WORK TO DO:
(1) Which organizations does the passage on arbitration agreements name as possible appointing authorities?
(2) How would you render this sentence from the passage on arbitration agreements in Spanish: "The venue is the place where the arbitration shall be carried out."?

SUPPLIED PASSAGE:
* START *

The seat is not the venue. The venue is the place where the arbitration shall be carried out. The seat is the legal regime governing the Arbitration. It determines enforcement and setting aside applications, interim protective measures and all other interventions of Court. In the event that parties do not specify the seat, they can by mutual agreement agree on the seat.

Should specify the Law governing the Arbitration:

Sulamerica CIA Nacional de Seguros SA and others v Enesa Engenharia SA and others [2012] EWCA civ 638, 16 May 2012: the Court of Appeal in England held that the law of the arbitration agreement may not be the same as that of the contract. In the absence of this, the parties can agree to adopt either the law of the contract or the law of the seat.

Should specify mode of appointing the Arbitrators(s):

In the absence of this or in case the parties fail to agree, the agreement should state the appointing authority which can be an individual or an entity for example; the Chartered Institute of Arbitrators-Uganda, Uganda Society of Architects and any other entity agreed upon by the parties. In the event that the agreement is silent on who the appointing authority is, in Uganda, CADER and ICAMEK are legally recognized as appointing authorities.

Should specify the rules governing the Arbitration.

* END *

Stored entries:

* START *

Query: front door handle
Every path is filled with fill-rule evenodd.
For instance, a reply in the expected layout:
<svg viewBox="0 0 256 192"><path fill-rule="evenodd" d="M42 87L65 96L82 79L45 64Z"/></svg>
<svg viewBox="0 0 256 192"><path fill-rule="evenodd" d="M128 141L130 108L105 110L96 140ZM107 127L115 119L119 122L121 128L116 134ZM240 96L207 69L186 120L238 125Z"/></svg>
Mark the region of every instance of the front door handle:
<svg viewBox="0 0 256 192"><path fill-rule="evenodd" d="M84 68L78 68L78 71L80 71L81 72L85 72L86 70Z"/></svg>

* END *

LIST OF SOLUTIONS:
(1)
- Chartered Institute of Arbitrators-Uganda
- Uganda Society of Architects
- CADER
- ICAMEK

(2) El lugar de celebración es el sitio donde se llevará a cabo el arbitraje.